··· Provided information ···
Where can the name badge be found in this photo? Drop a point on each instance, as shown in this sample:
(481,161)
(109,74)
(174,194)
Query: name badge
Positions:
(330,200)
···
# Stated exercise
Can you turn the data above into a Markdown table with the columns Row and Line, numbering each line and leaving out blank ones?

# Solved problem
| Row | Line |
|---|---|
| 1 | Where can the name badge be found in this photo? Drop a point on each instance, as shown in this sample: |
| 2 | (481,161) |
| 3 | (109,74) |
| 4 | (174,194) |
| 5 | Query: name badge |
| 6 | Positions: |
| 7 | (330,200) |